» A sua tarefa
Prossiga o texto sobre as duas guerras mundiais a partir da última frase apresentada.

» Excerto apresentado
De nada valeu a pergunta desesperada de um vespertino de Londres em 1 de Agosto de 1914: “Trezentos milhões de pessoas estão hoje sob o signo do medo e do destino. Não há  ninguém que quebre o encanto, nenhuma luz nesta fria e negra cena?”, já que, três dias depois, “na noite de 4 de Agosto de 1914, cinco impérios estavam em guerra: o império austro-húngaro contra a Sérvia, o império germânico contra a França, a Grã-Bretanha e a Rússia, o império russo  contra a Alemanha e a Áustria-Hungria, e os impérios inglês e francês contra a Alemanha”. 

Como de nada valeram, no final da guerra, em 1918, o aviso clarividente do Primeiro Ministro britânico, Lloyd George, de que as cláusulas do tratado do armistício que estavam a ser elaboradas pelas potências vencedoras podiam vir a ser “uma fonte constante de irritação dos alemães (…) Não concebo causa maior de uma futura guerra do que cercar o povo alemão (…) de vários pequenos povos (…) contendo cada um largas massas de alemães que clamam uma união ao seu país natal…”; ou a observação perspicaz do marechal Foch, generalíssimo dos Aliados, “Isto não é paz. É um armistício para 20 anos.”

Bastaria, com efeito, passarem vinte e um anos sobre a carnificina causada por esta grande guerra imperialista, para eclodir, em 1939, uma guerra nacionalista e  racial, ainda mais terrível, que empapou de sangue o solo europeu, africano e asiático, e transformou mares e oceanos num imenso cemitério de navios e cadáveres.

» Dados fornecidos
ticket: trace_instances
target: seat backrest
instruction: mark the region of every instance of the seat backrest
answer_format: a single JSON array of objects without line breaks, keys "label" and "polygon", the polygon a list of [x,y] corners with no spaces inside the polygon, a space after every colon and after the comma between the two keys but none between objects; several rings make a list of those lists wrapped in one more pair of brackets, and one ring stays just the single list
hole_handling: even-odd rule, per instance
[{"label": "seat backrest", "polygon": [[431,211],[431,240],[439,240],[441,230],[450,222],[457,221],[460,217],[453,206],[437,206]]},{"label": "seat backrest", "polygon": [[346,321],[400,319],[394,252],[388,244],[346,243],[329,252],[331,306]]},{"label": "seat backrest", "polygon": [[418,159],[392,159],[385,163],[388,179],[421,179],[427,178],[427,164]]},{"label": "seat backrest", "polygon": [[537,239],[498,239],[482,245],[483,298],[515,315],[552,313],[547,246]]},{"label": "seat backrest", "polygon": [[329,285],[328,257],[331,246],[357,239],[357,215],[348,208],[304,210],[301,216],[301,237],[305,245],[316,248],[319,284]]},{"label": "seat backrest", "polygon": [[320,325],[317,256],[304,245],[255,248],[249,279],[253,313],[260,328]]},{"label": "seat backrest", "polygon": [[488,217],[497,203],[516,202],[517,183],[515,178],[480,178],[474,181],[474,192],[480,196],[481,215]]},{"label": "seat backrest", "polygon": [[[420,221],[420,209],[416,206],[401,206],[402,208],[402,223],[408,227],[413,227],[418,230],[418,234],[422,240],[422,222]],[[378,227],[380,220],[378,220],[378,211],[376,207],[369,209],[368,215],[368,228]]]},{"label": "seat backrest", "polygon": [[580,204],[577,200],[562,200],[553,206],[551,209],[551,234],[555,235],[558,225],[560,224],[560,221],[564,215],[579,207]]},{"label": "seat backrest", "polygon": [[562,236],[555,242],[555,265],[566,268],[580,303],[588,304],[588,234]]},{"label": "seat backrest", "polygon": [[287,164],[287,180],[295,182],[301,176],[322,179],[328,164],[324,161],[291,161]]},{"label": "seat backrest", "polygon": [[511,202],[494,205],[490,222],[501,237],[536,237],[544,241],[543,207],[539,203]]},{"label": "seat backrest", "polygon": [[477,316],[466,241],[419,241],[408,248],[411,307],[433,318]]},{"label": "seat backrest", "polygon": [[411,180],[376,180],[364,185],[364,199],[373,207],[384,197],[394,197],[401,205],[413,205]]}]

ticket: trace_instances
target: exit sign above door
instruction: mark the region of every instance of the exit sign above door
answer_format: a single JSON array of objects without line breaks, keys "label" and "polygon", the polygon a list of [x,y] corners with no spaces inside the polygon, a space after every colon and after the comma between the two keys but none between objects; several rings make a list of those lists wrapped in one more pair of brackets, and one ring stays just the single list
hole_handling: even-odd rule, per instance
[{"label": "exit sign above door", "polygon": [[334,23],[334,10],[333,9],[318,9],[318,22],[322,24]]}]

» Resposta ao exercício
A quem se interessa pelo sofrimento humano e não, propriamente, pela arte da guerra, importa registar que, se a Primeira Guerra Mundial causou a morte de 9 milhões de militares (entre os quais 7.000 portugueses), e de 5 milhões de civis em consequência da ocupação, bombardeamentos, assassínios em massa, fome e doenças, num total estimado de 14 milhões de pessoas, a Segunda Guerra Mundial quadruplicou o número total de mortos e de feridos e incapacitados, não se sabendo, aliás, ao certo o número de vítimas. No cemitério principal da cidade alemã de Dresden, sujeita a intensos bombardeamentos, uma inscrição no túmulo colectivo pergunta: “Quantos morreram? Quem sabe o seu número?”.

Importa ainda reter que a Segunda Guerra Mundial não distinguiu entre militares e civis, nem entre homens, mulheres e crianças, nem respeitou as regras elementares da guerra. Pode dizer-se que foram três guerras numa só: a territorial, a anti-bolchevique e a racial, cabendo a esta última o horrível extermínio de 6 milhões de pessoas. 

A besta que há em nós andou seis anos à solta, cometendo os crimes mais hediondos e as loucuras mais insanas, reduzindo a nada o valor da vida humana. Nobre, mas ingenuamente, o presidente dos Estados Unidos, Franklin Roosevelt, acreditava, à data da sua morte, em 1945, que “Mais do que pôr fim à guerra, queremos pôr fim à origem de todas as guerras – sim, pôr fim a esse método brutal, desumano e ineficaz, de lidar com as diferenças entre os diversos governos.” Mas depois do que se passou, não devemos ter dúvidas de que a besta, reunidas as condições propícias, voltará a atacar.

Uma das lições a tirar desta negra história, é que foi a política das potências vencedoras da Primeira Guerra, nos anos subsequentes (em que tinham força dissuasora), de conciliação com os ditadores expansionistas Hitler e Mussolini, e de (des)armamento ingénuo, que propiciou as agressões nazis e fascistas e a consequente eclosão da Segunda Guerra Mundial. Tivessem a França e a Grã-Bretanha uma política firme, no intervalo entre as duas guerras, e teriam, certamente, poupado o mundo a viver os anos negros da Segunda Guerra Mundial.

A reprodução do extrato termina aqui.